(MATERIAL PROVIDED Opens)

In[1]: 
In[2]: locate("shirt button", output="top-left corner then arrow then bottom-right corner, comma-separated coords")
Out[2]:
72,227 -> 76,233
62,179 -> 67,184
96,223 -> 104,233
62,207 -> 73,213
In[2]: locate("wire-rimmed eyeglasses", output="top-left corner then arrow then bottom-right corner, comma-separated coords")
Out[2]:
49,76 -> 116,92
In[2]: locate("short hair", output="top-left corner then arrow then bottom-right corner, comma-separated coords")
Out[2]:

(MATERIAL PROVIDED Closes)
(MATERIAL PROVIDED Opens)

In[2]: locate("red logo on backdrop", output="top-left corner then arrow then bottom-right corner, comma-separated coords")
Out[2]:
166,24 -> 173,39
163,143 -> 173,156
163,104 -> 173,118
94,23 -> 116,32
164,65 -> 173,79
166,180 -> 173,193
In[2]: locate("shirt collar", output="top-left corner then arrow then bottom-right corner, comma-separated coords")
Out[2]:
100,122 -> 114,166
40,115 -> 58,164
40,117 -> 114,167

(MATERIAL PROVIDED Closes)

### TASK TO COMPLETE
Lines that include the word "shirt" are to be extracted from the data above.

### ANSWER TO THIS EXERCISE
In[2]: locate("shirt button", output="top-left corner then arrow then bottom-right corner, comma-separated coords")
In[2]: locate("shirt collar", output="top-left corner then arrow then bottom-right corner, comma-separated coords")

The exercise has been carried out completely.